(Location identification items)
···
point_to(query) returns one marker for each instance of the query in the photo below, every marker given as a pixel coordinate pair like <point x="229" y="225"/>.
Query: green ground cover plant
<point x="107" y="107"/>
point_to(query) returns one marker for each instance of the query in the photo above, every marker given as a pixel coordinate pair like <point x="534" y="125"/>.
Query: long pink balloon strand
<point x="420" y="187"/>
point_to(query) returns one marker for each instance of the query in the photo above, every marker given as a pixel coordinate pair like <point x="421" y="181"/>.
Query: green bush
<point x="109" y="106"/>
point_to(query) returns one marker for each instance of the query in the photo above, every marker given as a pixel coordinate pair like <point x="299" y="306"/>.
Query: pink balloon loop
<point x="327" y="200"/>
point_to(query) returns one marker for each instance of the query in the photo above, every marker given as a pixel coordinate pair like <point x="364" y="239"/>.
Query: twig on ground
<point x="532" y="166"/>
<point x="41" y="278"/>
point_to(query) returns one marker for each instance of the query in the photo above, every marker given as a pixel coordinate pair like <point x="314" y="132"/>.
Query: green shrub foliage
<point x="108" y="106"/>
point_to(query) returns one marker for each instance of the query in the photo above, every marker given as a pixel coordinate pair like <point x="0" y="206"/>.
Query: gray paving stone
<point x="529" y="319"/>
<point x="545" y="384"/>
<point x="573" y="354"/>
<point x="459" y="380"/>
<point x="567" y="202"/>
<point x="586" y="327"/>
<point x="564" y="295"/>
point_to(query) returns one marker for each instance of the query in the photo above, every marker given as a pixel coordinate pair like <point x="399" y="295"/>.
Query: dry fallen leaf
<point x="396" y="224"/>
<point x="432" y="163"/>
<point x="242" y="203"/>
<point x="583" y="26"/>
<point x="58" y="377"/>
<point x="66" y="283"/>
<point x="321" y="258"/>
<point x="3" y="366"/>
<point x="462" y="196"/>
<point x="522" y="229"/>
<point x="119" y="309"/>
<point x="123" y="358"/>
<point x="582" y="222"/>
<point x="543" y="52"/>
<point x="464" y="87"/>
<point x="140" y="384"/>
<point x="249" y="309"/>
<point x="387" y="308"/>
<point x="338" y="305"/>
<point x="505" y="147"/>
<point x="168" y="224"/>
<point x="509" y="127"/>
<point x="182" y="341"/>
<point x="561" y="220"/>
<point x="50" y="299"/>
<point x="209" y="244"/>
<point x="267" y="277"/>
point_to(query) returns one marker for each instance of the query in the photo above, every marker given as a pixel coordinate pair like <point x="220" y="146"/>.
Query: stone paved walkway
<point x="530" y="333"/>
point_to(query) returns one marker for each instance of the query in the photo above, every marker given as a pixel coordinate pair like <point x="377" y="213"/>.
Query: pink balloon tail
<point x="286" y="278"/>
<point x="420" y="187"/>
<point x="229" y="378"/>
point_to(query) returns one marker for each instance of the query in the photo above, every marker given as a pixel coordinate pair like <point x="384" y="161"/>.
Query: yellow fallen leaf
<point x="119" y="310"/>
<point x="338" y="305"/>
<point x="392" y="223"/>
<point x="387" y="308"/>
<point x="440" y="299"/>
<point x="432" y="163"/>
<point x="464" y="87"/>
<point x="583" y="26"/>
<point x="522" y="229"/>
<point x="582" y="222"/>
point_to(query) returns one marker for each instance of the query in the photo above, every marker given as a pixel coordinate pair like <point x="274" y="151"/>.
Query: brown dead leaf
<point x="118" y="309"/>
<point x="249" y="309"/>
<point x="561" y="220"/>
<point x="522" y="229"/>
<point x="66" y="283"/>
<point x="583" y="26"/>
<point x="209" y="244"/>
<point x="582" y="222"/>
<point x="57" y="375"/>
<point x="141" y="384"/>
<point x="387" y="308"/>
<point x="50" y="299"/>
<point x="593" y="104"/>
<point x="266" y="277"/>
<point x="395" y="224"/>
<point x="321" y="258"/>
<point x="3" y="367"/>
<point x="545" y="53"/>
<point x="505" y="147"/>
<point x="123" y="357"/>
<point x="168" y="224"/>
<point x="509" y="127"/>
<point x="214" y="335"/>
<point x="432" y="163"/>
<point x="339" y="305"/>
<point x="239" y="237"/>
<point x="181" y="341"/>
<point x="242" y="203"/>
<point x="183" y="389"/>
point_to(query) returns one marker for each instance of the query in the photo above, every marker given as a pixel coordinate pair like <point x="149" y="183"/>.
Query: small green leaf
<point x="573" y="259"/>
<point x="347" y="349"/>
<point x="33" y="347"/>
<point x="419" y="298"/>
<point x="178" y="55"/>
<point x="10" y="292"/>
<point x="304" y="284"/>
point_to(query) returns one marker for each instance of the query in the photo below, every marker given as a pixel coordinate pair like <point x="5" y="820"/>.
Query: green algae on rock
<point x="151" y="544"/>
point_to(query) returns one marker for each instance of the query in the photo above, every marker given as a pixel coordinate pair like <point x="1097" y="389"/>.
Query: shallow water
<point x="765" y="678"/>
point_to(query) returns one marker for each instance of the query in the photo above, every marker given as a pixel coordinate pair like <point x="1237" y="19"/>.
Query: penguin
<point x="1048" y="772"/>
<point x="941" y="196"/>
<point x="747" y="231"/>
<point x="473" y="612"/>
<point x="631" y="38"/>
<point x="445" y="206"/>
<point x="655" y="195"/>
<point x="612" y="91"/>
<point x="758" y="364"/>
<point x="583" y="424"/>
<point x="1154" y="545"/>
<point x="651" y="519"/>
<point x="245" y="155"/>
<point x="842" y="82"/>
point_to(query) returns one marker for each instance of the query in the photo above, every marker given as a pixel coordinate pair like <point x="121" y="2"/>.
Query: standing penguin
···
Problem to work on:
Identify each of the lines above that contains the string "stone", matching case exactly, and copy every such line in full.

Task result:
Query: gray paving stone
Query: stone paved walkway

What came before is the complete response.